§ GIVEN EXERCISE: Reproduce all of the records below line for line, leaving out the pictures.

============

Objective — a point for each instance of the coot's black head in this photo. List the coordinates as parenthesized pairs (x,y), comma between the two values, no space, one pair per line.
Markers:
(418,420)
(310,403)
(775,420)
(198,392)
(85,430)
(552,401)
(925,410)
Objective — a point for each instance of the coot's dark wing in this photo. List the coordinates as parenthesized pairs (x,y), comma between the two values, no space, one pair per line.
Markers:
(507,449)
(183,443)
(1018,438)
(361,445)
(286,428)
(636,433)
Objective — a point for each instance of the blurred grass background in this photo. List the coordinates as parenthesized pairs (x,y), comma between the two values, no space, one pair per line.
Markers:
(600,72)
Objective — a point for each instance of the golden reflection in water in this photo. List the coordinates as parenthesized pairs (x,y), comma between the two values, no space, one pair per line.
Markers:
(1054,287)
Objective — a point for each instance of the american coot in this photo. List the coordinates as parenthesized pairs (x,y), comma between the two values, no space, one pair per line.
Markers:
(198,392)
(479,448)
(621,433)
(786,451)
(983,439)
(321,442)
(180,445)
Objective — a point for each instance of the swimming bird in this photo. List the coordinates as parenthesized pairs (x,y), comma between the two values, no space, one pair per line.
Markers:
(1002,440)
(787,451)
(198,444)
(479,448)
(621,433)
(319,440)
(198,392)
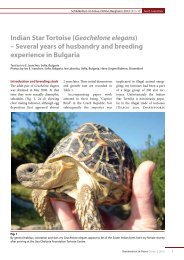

============

§ TASK SOLUTION:
Objective — a point for each instance of the coot's black head in this photo. List the coordinates as parenthesized pairs (x,y), comma between the two values, no space, one pair per line.
Markers:
(418,420)
(310,403)
(775,420)
(198,392)
(85,430)
(552,401)
(925,410)
Objective — a point for each instance of the coot's dark wing in this photo. List the coordinates as parenthesized pairs (x,y), comma between the two values, no space, one pair per line.
Markers:
(507,449)
(183,443)
(1018,438)
(361,445)
(286,428)
(636,433)
Objective — a point for each instance of the blurred grass background in this photo. List the coordinates as parenthesized pairs (x,y), comma between the two values, no space, one pair per line.
Markers:
(600,72)
Objective — a point for each instance of the golden reflection in water in this photo. List the coordinates as parenthesized pairs (x,y), comma between the two values, no space, one pair per line.
Markers:
(1054,287)
Objective — a point for each instance of the american coot in this photo. List the coordinates as parenthesized pairs (x,y), comma between the two values, no space, one pair per line.
Markers:
(198,392)
(479,448)
(621,433)
(786,451)
(983,439)
(321,442)
(180,445)
Objective — a point for each instance of the swimming bird in this photo. List the coordinates as parenthesized pairs (x,y), comma between the two values, no space, one pair per line.
Markers:
(1002,440)
(787,451)
(198,444)
(479,448)
(621,433)
(319,440)
(198,392)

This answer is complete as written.